Texto extraído =

Sociedade Orgânica
O Princípio Vital e Organicidade
Quando consideramos como administrar um país, vemos que as massas – versus o povo – são o resultado da burocracia governamental e são inorgânicas.
O povo, pelo contrário, corresponde a um tipo de governo autônomo que se move naturalmente de baixo para cima. Quando existe um povo orgânico, resulta uma forma de autogoverno, um governo que vem dos governados de tal forma que o governado se governa. Dentro desta liberdade orgânica, uma pessoa está em consonância com as outras ao seu redor, e assim formam um conjunto, que podemos chamar de semente primeira do que é um povo.
Votar nas democracias
A ideia de sufrágio universal pode representar um governo que opera de baixo para cima. O que há de errado no sufrágio universal é a exigência de que o povo se expresse 1) por meio de uma opinião explícita; 2) por opinião individual; 3) por parecer expresso por voto escrito que será contabilizado para avaliação do seu peso.
Estes são os três elementos da opinião individual no conceito moderno de democracia. É individual no sentido de que cada indivíduo forma a sua opinião a partir dos seus próprios dados, sendo a sua opinião diferente da opinião dos demais.
Numa sociedade orgânica ocorre o oposto
O cerne da nossa crítica é que uma opinião individual por vezes não é explícita, ou pode não ser explícita. A pessoa pode, por tendência, afinidade ou contrariedade, inclinar-se validamente para isto ou aquilo sem saber porquê.
É, por exemplo, como funciona na eleição dos próprios amigos. Muitas vezes uma pessoa não sabe por que escolheu ser amiga desta pessoa e não de outra. E na verdade ele não precisa saber! Muitas vezes esta escolha é feita por um movimento instintivo, um impulso que corresponde a aspirações razoáveis, profundas e legítimas.
Numa democracia moderna, onde algumas das funções de governo alegadamente vêm de baixo para cima, se for estabelecido que os resultados das eleições são decididos através da contagem dos votos. Isto é lógico, mas é a lógica do seu erro.

Tarefa 1 = Segundo o texto sobre sociedade orgânica, as massas são o resultado de quê?
Tarefa 2 = Retome o texto sobre sociedade orgânica a partir do ponto em que ele termina e dê continuidade à argumentação.
Os dados abaixo são um material à parte, sem relação com o texto.

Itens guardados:
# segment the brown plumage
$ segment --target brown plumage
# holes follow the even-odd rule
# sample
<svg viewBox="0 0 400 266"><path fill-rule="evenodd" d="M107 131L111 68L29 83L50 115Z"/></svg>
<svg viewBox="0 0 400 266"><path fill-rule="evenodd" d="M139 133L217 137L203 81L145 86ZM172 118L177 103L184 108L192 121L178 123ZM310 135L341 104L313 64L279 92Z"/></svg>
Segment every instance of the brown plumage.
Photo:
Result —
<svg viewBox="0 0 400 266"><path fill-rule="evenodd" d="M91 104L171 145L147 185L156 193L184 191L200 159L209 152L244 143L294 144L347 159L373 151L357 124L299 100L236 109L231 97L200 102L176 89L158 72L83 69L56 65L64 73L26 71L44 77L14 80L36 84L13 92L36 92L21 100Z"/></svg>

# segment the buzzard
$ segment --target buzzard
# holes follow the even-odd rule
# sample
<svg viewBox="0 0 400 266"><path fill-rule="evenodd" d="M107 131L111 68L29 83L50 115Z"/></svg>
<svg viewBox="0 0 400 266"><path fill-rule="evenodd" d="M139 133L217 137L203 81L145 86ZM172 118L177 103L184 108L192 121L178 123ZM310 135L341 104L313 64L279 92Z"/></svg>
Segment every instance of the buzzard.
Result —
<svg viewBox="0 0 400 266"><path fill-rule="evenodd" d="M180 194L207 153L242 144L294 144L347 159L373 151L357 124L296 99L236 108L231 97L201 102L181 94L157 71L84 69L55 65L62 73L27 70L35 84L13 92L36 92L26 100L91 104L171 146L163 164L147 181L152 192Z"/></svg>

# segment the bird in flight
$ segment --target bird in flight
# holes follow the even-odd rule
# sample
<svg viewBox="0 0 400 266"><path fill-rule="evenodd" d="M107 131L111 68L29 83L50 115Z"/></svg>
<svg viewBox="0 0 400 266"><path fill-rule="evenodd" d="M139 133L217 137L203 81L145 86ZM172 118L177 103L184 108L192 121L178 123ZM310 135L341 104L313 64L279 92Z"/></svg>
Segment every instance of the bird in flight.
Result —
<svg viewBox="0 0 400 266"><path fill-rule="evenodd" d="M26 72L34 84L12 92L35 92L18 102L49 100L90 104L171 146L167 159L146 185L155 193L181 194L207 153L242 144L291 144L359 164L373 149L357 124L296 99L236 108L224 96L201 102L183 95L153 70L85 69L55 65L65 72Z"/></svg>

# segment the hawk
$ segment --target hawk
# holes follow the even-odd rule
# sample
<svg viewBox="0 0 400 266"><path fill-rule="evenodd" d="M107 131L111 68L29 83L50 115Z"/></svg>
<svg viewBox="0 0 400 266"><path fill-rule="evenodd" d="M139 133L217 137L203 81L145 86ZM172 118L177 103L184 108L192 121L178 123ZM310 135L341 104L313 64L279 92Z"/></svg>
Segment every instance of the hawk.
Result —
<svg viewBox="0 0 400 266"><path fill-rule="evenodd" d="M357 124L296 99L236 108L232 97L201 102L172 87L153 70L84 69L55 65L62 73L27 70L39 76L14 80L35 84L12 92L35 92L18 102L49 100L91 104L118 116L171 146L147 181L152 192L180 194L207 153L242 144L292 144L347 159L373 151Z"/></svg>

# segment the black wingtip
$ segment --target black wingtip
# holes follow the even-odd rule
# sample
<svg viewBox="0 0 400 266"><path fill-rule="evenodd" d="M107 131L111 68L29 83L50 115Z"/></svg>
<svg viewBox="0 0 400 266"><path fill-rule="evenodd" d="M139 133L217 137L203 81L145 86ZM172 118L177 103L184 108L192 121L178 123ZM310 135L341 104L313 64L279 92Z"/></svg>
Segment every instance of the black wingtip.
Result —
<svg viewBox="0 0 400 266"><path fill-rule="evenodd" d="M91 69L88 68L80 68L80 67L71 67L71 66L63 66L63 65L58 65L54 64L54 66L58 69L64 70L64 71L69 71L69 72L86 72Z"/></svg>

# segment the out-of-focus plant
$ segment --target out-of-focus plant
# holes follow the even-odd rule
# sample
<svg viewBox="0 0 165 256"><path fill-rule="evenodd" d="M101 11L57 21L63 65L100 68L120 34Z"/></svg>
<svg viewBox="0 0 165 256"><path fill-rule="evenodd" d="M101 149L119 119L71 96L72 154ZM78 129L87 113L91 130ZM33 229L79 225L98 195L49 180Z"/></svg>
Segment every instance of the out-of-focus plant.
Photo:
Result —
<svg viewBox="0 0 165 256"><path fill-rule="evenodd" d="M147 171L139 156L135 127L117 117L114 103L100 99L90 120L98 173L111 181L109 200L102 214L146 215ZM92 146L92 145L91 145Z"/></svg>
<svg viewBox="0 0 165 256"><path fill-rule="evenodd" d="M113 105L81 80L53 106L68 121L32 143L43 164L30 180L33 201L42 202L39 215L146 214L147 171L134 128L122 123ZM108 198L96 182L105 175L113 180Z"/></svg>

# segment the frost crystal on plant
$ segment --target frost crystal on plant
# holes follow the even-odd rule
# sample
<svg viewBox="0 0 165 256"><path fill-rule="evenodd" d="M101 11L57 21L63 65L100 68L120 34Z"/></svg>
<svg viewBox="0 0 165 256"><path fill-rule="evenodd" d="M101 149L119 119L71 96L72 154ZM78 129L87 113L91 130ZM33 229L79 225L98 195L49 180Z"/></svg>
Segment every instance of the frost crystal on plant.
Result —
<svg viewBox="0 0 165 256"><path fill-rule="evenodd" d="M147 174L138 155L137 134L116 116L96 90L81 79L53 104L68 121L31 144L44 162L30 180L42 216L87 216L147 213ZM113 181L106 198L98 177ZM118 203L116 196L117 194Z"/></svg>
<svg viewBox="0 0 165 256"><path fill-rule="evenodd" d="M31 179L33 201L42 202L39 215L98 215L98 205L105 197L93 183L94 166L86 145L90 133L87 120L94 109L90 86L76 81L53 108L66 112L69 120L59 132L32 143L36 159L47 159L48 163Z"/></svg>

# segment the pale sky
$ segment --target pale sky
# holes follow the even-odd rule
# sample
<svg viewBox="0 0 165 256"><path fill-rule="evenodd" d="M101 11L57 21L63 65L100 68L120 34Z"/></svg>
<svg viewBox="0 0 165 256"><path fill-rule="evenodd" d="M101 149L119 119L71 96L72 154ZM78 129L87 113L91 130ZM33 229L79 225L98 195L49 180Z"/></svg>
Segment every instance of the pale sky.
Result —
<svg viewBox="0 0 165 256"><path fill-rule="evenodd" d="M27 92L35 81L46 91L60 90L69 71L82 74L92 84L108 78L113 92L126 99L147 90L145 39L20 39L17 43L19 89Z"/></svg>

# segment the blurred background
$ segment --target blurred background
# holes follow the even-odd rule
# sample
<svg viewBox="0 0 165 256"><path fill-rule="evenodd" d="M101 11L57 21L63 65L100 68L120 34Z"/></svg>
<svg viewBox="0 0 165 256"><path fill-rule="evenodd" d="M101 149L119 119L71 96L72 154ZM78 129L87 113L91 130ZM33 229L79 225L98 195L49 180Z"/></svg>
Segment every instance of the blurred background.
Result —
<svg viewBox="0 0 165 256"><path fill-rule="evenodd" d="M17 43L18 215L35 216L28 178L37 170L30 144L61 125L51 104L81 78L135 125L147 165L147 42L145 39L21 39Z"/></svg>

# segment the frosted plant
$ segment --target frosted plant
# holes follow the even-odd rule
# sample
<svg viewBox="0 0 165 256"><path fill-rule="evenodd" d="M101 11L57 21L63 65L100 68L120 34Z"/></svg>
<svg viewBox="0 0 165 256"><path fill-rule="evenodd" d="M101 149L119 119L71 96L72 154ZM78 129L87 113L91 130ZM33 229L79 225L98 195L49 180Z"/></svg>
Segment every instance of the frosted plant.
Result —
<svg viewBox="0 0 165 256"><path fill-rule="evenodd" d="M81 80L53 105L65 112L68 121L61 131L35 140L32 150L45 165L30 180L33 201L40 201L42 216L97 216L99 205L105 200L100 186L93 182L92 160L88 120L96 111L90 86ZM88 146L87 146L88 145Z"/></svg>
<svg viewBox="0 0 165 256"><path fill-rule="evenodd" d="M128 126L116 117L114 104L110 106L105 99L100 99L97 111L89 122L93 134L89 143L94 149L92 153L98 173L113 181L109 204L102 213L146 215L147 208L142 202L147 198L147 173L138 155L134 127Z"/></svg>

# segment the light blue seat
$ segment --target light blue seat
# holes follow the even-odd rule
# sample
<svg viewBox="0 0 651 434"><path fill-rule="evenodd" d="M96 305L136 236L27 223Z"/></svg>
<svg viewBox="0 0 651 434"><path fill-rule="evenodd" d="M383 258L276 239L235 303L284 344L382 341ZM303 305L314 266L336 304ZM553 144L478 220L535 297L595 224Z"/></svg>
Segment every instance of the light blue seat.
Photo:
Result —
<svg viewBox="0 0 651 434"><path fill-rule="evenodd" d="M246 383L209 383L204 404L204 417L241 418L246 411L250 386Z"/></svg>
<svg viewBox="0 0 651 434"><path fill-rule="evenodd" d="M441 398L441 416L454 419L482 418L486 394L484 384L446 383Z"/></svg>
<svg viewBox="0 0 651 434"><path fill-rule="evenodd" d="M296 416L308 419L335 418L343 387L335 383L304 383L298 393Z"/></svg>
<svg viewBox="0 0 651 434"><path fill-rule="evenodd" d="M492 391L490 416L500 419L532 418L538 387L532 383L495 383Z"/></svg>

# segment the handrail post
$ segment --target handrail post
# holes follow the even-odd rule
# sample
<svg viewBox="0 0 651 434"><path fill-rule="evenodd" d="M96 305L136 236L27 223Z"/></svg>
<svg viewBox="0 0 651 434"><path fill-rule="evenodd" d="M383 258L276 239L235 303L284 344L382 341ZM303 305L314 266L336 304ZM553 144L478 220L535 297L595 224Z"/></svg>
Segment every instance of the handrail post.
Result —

--

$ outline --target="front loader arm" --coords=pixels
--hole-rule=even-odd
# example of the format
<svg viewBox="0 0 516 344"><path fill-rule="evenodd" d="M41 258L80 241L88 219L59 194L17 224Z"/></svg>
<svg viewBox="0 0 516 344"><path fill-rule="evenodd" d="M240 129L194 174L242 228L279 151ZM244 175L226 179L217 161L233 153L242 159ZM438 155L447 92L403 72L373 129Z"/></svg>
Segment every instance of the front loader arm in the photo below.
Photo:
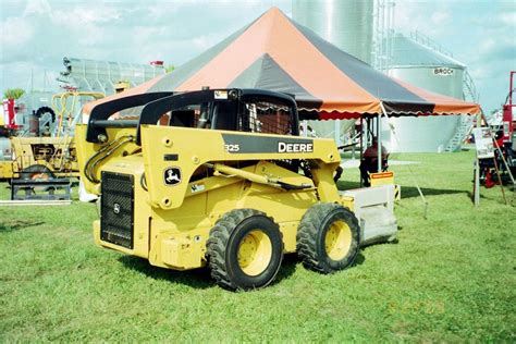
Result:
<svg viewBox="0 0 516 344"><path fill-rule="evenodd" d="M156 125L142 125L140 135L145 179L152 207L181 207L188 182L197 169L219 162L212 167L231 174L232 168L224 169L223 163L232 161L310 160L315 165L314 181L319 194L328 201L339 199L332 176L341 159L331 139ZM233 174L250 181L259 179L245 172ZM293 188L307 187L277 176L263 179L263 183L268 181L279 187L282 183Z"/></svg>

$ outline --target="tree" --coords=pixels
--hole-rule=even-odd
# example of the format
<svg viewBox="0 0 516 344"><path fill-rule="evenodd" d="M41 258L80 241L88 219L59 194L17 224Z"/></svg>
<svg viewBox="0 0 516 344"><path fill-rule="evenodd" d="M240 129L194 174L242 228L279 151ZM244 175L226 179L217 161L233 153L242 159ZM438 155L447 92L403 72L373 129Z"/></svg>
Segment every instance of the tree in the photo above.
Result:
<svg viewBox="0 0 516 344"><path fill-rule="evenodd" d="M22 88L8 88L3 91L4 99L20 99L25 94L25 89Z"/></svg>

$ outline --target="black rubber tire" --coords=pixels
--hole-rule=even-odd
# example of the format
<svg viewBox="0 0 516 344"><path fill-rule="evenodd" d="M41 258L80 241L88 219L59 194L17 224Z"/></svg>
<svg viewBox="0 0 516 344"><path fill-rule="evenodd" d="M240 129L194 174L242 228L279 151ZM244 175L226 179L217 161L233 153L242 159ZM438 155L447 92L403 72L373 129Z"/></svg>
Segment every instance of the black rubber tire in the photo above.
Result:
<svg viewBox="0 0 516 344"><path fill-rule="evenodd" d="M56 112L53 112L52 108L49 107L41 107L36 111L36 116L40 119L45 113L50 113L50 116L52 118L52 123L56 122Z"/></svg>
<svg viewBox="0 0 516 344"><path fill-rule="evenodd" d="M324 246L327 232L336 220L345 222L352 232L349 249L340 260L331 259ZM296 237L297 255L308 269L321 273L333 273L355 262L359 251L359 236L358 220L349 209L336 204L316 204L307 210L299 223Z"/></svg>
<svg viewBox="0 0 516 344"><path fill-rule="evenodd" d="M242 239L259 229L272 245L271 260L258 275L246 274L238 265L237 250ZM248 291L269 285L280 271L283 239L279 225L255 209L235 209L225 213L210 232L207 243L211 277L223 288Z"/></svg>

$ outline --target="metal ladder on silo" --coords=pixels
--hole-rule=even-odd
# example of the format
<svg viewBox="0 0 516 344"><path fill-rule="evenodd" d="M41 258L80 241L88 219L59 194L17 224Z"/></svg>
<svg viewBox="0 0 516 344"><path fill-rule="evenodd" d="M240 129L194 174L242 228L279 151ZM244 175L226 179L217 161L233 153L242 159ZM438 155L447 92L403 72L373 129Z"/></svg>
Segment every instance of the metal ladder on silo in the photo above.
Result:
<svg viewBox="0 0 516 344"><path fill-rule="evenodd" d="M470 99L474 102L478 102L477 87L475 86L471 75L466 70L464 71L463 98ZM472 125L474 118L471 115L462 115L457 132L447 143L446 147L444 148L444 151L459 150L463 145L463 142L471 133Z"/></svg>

Resposta 1 = Da burocracia governamental.

Resposta 2 =
Numa sociedade orgânica, isto não é razoável porque nesta votação o indivíduo não compreende completamente o tema sobre o qual opina e as suas tendências não estão suficientemente definidas para que ele tenha uma opinião explícita. Portanto, devido à definição insuficientemente clara de sua vontade sobre o tema, sua opinião individual não deve ser reduzida a um número.
Para compreender o modo de agir de um povo e não de uma massa, todas essas considerações devem ser pesadas na balança para conhecer os papéis específicos a serem desempenhados na direção dos assuntos públicos. Assim, podemos chamar isso de primeiro ponto de organicidade no indivíduo: ele tem uma coisa em si mesmo que é o seu próprio eu; e flui para fora dele, abrindo-se como uma flor. Isso é organicidade.
Se definíssemos o que é a organicidade nos seus elementos mais internos, autônomos e livres, mas ao mesmo tempo o que é mais limitado porque não sabe exprimir-se, tocaríamos no que é o aspecto mais profundo da sociedade orgânica.
O que seria essa organicidade?
Organicidade propriamente dita é o que chamamos de vida. É o principium vitae, o princípio da vida, pelo qual uma pessoa ou um ser não pessoal – uma flor, por exemplo – se expande. Consideremos uma flor comum, como a margarida. Imaginemos um canteiro com 200 margaridas. A primeira observação banal é que todas estas flores são margaridas.
Uma segunda consideração, porém, seria que cada uma é uma margarida à sua maneira. Qual é o princípio que existe em cada margarida através do qual ela expressa plenamente a sua “margarida” à sua maneira? Este princípio é a organicidade, a qualidade de ser orgânico.
Este princípio é o princípio próprio da vida.
A vida em tudo em que se manifesta é um princípio criado por Deus que governa uma realidade misteriosa que não podemos discernir completamente porque é superior ao nosso intelecto.
Daí vem o fracasso do sufrágio universal: cada eleitor, cada pessoa que vota, é movido por um princípio superior ao seu intelecto e, por isso, não pode ter plena consciência do que faz. É a vida nele que faz com que as coisas correspondam a ele. Embora este princípio tenha um unum, ele está difundido em todo o seu ser. É, por assim dizer, o que está presente em cada pétala da margarida, mas tem um unum, que é a margarida.
Este princípio é um pequeno universo de tendências, apetites, impulsos e inclinações que são – estou imaginando a flor no Paraíso – perfeitas em sua estrutura e caminhando para um desabrochar perfeito. A vida em cada parte da flor produz um efeito que é resultado de um acréscimo: a pétala + a vida. Como as pétalas são todas diferentes, a vida anima o formato de cada pétala de acordo com o modo de ser da pétala. E a vida deixou-se vestir – por assim dizer – por cada pétala para formar a margarida.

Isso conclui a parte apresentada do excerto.